[Start Supplied records]
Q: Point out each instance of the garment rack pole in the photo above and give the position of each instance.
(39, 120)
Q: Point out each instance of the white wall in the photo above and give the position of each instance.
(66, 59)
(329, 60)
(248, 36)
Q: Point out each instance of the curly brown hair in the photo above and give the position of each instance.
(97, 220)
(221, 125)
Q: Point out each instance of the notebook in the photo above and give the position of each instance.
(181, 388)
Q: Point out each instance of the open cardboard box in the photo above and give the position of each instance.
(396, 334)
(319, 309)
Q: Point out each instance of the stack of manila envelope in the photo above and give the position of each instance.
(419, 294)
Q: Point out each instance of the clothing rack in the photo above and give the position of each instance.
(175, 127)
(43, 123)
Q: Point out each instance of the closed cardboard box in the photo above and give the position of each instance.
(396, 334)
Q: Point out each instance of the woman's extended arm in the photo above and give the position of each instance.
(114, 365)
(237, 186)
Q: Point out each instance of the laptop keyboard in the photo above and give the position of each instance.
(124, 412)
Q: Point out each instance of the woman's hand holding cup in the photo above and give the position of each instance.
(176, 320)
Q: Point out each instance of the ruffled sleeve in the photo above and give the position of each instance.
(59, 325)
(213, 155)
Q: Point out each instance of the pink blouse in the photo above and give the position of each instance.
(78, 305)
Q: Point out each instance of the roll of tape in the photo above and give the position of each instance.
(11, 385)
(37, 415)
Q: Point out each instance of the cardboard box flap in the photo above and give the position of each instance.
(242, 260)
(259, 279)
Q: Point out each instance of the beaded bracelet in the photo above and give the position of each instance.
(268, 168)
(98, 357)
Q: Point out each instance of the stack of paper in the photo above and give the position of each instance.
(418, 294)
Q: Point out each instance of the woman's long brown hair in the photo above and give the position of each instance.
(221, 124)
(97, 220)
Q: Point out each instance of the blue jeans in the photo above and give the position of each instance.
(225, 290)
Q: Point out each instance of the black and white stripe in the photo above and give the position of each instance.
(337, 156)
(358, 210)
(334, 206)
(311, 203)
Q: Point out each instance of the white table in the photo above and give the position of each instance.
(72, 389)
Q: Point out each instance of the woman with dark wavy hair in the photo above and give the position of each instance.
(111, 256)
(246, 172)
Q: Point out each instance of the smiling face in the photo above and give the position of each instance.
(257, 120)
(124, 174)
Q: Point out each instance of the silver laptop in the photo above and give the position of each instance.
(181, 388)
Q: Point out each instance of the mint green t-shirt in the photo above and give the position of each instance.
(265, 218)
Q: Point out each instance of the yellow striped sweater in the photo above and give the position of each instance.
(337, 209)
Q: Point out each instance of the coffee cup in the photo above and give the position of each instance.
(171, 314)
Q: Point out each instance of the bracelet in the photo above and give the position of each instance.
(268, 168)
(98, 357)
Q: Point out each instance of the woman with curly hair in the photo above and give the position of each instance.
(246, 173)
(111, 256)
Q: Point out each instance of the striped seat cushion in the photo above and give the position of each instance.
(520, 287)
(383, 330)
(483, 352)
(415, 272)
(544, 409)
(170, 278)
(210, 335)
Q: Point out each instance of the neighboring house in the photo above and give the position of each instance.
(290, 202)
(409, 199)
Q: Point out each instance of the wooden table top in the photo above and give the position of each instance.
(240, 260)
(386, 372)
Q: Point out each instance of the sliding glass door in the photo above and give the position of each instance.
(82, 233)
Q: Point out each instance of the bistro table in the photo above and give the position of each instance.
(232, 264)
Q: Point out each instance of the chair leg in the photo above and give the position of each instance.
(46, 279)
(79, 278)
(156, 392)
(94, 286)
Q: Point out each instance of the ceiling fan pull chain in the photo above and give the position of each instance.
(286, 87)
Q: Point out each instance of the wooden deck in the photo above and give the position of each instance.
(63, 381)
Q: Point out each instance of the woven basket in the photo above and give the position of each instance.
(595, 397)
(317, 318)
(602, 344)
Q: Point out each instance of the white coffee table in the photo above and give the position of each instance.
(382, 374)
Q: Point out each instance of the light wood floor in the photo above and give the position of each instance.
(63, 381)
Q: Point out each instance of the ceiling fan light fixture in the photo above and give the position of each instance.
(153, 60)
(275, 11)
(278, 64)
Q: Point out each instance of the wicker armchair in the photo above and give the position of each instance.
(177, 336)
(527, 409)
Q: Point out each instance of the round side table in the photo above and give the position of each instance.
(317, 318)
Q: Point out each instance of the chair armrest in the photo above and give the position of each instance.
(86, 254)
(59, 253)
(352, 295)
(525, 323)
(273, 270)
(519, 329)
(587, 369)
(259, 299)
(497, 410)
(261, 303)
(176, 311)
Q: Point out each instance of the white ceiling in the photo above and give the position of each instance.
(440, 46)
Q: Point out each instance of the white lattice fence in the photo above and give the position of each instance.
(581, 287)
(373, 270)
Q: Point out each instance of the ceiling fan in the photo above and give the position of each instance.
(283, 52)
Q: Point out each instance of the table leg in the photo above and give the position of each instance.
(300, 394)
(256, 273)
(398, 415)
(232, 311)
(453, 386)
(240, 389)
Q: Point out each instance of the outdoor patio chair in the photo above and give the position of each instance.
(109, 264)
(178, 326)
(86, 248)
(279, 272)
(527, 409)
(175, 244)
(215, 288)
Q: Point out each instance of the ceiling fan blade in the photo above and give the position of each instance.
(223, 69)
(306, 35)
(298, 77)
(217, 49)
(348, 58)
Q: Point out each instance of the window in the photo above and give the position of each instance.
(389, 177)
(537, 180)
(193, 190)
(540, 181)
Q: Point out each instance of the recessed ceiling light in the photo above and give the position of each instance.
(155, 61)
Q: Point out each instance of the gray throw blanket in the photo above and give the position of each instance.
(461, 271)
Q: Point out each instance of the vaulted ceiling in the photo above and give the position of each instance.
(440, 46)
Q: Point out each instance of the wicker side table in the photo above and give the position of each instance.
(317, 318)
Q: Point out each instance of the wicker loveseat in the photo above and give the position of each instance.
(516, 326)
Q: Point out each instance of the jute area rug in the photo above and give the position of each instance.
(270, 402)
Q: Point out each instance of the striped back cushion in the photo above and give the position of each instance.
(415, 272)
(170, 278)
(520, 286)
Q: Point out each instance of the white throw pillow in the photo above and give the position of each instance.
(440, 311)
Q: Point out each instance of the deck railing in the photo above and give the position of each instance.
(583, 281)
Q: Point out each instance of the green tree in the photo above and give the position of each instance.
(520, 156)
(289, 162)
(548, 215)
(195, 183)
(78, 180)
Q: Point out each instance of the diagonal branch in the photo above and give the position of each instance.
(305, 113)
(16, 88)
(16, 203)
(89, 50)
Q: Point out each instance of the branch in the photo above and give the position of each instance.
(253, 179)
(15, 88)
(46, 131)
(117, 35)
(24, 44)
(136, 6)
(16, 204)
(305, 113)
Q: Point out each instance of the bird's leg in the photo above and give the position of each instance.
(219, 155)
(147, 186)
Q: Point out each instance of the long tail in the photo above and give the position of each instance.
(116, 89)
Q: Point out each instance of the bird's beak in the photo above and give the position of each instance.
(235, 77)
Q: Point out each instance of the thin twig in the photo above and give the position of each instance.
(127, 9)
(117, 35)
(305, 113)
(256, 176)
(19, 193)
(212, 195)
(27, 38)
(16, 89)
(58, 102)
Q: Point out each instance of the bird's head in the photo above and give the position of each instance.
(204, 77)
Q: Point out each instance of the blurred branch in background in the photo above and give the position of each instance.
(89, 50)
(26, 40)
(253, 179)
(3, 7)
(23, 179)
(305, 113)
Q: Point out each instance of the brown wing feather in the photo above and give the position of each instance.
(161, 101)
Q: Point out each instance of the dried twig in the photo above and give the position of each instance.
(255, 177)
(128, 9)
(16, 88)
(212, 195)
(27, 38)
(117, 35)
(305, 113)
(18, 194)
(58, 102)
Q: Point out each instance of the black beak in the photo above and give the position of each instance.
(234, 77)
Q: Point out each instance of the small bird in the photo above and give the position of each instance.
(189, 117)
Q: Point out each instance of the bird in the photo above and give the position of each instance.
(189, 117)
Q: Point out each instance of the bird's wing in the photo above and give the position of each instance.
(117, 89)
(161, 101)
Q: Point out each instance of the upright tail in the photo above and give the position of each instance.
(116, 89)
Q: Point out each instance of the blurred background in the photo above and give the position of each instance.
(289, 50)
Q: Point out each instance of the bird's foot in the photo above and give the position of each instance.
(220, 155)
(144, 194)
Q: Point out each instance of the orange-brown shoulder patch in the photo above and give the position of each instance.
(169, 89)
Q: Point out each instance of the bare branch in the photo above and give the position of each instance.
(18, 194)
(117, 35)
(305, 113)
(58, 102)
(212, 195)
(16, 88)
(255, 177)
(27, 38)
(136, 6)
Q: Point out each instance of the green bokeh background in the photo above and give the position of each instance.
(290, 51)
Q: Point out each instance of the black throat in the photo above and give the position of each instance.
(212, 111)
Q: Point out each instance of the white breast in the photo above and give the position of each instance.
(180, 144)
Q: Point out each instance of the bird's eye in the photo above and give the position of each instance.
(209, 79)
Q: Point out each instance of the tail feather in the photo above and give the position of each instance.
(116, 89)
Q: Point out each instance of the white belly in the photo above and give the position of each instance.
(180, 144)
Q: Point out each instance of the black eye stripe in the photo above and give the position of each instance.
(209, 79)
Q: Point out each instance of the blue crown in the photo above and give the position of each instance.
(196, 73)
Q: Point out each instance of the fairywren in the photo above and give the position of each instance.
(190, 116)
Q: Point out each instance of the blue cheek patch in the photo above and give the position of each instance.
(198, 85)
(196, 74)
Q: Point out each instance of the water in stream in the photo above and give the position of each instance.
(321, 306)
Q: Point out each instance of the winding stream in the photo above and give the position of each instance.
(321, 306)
[End Supplied records]
* **Requirements**: Produce an exact repeat of the lines from the one containing "Q: Point out each instance of the blue crown" through the last line of the data, and nothing more.

* **Response for this exercise**:
Q: Point out each instance of the blue crown in the photo above and give the position of each instance.
(196, 73)
Q: Point out each instance of the fairywren in the photo above and give the position of each instance.
(190, 116)
Q: Point out each instance of the blue cheek patch in the photo above and give the position of each instance.
(198, 85)
(196, 74)
Q: Point out each instance of the water in stream in the photo above and give the position of each instance.
(321, 306)
Q: Point out each instance of the winding stream in the photo above and give the position of each instance.
(321, 306)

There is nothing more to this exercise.